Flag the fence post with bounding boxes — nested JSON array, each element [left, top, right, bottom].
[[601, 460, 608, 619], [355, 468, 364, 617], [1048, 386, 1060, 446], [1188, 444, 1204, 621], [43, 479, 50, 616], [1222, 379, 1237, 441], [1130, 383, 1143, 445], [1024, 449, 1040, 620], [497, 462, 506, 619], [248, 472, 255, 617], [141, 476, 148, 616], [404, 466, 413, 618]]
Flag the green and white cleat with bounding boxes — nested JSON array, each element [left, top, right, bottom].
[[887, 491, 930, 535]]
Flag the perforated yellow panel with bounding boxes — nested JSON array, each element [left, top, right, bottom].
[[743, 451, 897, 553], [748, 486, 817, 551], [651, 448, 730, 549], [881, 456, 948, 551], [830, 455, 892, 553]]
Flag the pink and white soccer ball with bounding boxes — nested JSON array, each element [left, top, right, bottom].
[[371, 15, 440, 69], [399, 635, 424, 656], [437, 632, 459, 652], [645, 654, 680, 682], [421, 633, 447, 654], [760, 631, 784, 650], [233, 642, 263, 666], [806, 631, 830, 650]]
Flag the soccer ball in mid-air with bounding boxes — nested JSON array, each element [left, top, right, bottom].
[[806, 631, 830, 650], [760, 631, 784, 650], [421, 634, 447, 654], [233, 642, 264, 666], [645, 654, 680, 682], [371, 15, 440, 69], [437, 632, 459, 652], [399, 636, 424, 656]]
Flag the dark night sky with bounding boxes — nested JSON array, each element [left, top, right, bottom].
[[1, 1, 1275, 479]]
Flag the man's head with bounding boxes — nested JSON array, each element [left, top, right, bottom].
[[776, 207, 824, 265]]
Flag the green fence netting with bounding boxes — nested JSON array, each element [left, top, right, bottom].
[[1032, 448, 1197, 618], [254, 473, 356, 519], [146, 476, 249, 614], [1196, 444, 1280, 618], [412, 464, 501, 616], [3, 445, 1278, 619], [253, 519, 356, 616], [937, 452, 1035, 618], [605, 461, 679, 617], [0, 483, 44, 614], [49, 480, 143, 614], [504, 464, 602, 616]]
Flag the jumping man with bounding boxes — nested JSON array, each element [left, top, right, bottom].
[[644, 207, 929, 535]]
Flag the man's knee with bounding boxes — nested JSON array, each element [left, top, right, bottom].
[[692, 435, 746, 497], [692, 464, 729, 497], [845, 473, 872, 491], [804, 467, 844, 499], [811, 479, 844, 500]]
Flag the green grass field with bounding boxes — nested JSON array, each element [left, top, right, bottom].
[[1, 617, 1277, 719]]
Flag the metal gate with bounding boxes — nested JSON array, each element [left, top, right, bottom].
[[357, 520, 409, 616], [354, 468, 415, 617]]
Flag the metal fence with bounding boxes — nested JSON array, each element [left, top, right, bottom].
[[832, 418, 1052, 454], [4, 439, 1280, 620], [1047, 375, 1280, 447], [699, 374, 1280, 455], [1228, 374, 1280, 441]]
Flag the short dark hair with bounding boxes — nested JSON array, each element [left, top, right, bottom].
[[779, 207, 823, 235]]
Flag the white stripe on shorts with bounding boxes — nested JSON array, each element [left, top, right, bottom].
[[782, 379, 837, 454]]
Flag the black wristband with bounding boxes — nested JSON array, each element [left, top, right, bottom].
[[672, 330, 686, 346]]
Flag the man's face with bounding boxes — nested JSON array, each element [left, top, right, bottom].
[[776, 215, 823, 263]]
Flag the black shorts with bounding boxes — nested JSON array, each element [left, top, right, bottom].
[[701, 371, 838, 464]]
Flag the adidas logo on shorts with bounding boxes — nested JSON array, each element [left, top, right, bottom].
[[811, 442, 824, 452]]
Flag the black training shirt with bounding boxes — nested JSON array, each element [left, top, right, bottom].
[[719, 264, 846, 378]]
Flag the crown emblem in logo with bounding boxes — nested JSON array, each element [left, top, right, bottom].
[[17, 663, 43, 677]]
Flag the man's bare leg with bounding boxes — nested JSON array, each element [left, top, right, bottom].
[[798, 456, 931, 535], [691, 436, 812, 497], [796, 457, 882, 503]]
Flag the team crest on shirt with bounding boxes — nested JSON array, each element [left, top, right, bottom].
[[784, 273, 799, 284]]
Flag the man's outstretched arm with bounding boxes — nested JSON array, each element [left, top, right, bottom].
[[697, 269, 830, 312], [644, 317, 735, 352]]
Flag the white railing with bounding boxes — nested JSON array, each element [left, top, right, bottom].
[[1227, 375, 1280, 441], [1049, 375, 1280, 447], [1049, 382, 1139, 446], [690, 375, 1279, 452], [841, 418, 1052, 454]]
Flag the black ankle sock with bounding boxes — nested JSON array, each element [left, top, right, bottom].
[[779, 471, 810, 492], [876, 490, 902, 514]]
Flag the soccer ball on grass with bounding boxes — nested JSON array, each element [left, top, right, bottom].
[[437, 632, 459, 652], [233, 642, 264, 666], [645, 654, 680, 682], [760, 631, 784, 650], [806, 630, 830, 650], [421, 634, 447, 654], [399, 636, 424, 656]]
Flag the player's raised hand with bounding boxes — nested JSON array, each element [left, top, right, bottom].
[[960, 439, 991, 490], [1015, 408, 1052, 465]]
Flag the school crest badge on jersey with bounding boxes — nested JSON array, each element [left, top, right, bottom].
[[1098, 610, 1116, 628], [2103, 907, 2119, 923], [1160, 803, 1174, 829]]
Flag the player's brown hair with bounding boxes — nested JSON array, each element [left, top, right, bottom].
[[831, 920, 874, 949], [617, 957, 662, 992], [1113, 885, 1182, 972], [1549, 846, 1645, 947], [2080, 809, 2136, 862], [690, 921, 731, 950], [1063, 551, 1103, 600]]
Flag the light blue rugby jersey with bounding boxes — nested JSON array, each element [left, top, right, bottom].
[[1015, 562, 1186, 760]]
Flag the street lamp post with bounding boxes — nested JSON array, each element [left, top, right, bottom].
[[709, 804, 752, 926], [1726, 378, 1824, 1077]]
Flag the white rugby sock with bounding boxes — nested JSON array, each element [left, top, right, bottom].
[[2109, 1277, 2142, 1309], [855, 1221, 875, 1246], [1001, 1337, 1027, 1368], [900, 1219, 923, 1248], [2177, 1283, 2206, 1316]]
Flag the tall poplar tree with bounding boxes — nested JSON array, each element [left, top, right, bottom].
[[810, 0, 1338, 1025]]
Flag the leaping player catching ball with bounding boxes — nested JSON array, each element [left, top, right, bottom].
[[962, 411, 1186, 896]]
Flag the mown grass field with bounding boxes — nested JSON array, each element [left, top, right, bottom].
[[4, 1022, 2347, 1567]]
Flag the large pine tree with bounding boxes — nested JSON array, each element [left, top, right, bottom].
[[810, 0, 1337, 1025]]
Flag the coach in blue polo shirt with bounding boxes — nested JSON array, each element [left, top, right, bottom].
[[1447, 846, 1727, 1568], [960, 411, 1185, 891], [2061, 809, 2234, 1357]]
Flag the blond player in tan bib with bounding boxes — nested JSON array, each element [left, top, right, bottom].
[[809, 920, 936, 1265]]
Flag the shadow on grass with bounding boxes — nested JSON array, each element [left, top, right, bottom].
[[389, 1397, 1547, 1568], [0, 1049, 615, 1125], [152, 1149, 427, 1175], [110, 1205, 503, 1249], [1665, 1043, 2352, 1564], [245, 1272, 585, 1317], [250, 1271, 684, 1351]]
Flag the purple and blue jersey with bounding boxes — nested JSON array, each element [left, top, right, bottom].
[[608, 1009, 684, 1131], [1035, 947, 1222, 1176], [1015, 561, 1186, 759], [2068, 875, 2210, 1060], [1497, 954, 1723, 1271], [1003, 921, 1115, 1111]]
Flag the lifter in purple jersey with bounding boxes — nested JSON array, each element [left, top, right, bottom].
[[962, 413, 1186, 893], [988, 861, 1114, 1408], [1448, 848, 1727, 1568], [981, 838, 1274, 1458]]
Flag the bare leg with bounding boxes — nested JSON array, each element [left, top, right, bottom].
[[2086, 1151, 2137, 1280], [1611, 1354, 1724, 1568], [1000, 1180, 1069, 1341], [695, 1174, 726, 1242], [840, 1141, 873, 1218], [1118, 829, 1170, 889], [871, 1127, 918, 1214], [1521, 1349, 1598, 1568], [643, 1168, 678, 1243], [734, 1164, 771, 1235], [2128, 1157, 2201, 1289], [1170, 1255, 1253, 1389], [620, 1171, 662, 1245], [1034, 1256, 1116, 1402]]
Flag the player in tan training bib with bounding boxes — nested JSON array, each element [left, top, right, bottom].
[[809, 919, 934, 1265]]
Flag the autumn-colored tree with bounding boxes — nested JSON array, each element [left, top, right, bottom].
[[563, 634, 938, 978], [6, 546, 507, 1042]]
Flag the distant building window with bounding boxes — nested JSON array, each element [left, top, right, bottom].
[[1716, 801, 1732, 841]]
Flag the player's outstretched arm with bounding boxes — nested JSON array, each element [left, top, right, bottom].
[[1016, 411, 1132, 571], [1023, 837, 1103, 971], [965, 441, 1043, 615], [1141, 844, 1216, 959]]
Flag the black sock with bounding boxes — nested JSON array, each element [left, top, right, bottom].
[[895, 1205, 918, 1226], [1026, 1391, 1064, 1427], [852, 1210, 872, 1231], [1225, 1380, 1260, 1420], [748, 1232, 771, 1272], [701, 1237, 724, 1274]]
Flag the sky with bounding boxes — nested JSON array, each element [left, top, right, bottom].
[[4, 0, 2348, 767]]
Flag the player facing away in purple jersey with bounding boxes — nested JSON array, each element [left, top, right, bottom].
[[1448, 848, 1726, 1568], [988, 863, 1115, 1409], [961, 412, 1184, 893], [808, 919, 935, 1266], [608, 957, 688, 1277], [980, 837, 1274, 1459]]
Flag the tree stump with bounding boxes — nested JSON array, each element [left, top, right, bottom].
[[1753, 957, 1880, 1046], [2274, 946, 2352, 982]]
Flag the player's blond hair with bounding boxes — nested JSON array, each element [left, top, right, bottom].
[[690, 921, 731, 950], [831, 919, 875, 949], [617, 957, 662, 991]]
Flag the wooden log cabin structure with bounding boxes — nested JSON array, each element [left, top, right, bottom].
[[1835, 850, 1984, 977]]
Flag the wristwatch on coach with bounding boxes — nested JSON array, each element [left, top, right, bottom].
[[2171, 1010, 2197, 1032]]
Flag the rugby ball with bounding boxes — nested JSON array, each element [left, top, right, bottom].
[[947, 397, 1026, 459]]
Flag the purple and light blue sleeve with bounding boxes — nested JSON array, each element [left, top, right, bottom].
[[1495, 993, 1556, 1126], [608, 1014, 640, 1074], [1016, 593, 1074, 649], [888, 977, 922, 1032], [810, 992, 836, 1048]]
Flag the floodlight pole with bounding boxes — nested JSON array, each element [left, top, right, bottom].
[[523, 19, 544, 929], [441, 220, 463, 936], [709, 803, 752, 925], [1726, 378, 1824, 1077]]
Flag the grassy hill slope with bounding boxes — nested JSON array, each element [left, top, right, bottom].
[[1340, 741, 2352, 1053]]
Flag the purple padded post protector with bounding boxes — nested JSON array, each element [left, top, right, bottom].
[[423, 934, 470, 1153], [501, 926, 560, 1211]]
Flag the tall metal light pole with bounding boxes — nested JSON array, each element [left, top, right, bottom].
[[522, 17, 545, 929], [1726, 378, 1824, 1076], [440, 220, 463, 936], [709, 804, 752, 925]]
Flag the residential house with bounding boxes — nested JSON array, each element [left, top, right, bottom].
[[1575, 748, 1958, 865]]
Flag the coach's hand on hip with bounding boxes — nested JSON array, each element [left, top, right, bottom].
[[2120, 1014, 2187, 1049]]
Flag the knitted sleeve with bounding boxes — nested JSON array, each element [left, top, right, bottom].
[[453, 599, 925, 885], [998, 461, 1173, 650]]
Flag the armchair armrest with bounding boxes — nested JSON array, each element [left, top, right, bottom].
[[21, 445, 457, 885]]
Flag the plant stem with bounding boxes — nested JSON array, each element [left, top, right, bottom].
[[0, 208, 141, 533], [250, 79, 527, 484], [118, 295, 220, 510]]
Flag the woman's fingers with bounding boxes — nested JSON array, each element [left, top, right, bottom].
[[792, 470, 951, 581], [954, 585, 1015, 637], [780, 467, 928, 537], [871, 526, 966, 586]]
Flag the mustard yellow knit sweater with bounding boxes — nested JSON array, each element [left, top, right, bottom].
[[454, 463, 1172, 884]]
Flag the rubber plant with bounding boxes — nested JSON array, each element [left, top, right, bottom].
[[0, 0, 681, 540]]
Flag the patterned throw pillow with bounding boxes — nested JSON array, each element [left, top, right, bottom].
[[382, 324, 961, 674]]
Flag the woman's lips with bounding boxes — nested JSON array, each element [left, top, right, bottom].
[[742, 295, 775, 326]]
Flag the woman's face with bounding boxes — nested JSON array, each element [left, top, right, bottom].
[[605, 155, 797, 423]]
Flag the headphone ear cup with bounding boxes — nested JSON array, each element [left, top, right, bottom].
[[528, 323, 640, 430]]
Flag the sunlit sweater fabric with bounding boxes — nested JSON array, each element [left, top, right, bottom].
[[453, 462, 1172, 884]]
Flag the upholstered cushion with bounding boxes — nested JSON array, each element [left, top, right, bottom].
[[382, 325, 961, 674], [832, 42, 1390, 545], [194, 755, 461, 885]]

**Try it**
Find the line containing "Flag the woman's face" in the data above. Please transcribe it and every line after it, exactly.

**Task output**
Flag the woman's face with bounding boxes — nested JSON array, each element [left, top, right, bottom].
[[605, 155, 797, 423]]
Flag the headphone ear cup with bounding boxes — nested JSON array, each element [left, top, right, bottom].
[[528, 323, 640, 430]]
Flag the sunlit sweater fabric with bounding boxes — nested JSON array, each element [left, top, right, bottom].
[[453, 462, 1172, 884]]
Flag the upholstered cushion with bounding boxes — nested JSON array, each element [left, top, right, bottom].
[[382, 325, 961, 674], [832, 42, 1390, 545], [194, 755, 461, 885]]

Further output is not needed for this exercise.